- _Data supplied_:
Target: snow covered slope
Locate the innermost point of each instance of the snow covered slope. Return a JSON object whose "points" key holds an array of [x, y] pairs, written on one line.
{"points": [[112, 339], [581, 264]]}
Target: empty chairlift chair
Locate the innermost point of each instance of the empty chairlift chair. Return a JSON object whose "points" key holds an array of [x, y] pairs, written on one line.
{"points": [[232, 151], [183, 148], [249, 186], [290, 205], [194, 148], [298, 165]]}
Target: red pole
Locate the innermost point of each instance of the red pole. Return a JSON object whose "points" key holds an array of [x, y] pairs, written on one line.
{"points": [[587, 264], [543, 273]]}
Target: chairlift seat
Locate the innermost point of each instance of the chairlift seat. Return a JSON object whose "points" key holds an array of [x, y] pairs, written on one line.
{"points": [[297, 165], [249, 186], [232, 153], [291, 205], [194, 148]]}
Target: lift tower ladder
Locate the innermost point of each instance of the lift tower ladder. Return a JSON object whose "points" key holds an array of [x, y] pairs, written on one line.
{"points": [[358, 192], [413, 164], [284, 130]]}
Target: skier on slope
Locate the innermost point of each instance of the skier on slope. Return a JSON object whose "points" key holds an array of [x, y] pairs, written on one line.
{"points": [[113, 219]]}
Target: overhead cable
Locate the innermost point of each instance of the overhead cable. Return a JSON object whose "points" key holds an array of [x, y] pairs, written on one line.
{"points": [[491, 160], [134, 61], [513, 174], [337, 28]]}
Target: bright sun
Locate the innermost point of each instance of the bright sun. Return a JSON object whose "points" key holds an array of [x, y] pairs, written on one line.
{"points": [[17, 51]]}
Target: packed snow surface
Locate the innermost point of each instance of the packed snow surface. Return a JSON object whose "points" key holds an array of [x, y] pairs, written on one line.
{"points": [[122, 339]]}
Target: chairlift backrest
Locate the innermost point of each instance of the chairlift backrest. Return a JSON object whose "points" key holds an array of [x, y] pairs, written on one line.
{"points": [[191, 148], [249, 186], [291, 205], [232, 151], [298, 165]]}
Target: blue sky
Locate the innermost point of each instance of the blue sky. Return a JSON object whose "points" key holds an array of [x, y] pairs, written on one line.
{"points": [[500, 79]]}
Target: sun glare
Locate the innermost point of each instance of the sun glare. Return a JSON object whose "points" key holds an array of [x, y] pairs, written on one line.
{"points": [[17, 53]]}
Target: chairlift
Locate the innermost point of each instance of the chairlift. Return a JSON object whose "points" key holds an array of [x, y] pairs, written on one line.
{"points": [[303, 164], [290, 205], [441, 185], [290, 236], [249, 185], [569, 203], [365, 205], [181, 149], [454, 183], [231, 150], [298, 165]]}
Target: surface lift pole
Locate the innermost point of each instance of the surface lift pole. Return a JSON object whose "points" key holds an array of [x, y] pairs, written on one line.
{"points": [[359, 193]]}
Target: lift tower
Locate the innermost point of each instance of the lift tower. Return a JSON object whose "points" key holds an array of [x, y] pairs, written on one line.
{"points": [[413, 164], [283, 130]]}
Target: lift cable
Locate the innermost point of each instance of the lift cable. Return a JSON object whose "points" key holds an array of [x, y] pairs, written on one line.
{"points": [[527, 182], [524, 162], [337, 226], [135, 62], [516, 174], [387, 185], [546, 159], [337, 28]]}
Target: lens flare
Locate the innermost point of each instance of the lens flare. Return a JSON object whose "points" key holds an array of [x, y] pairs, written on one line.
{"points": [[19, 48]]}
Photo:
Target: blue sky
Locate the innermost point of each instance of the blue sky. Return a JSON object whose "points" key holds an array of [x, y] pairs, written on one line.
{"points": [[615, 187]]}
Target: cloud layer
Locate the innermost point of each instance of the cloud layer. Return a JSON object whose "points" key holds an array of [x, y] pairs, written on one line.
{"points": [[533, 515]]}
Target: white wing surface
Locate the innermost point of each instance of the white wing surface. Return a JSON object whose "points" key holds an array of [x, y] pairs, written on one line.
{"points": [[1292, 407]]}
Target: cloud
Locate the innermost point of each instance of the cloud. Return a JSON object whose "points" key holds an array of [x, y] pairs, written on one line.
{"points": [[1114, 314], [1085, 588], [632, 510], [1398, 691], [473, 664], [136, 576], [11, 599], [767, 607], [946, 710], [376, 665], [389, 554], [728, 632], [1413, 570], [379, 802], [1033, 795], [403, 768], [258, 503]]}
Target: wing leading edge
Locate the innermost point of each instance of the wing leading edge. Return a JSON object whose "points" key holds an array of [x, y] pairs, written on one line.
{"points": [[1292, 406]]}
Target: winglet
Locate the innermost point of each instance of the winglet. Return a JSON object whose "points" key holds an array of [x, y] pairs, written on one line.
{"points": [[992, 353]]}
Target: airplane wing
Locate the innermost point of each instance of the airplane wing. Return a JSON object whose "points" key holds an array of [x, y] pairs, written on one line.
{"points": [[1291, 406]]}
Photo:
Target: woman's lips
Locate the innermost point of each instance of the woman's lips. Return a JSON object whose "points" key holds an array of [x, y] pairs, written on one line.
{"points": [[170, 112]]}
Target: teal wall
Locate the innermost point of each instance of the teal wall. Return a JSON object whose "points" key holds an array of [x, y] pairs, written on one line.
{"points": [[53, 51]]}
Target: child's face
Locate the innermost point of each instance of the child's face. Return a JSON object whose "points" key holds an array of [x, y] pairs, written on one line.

- _Goal of the exercise_: Arrange the lines of the entries, starting at the line containing "Target: teal wall" and ending at the last line of the entries, as a Markdown table with the columns "No." and "Text". Number each row and leave out blank lines.

- _Answer for this exercise_:
| No. | Text |
|---|---|
| 1 | Target: teal wall |
| 2 | Locate the innermost point of each instance of the teal wall. Return a JSON object whose "points" key holds an array of [x, y] pairs, written on one line. |
| 3 | {"points": [[53, 51]]} |
| 4 | Target: child's face |
| 5 | Locate the innermost point of each instance of the child's face. Return a JSON object whose "points" key holds an array of [x, y] pairs, written on one line. |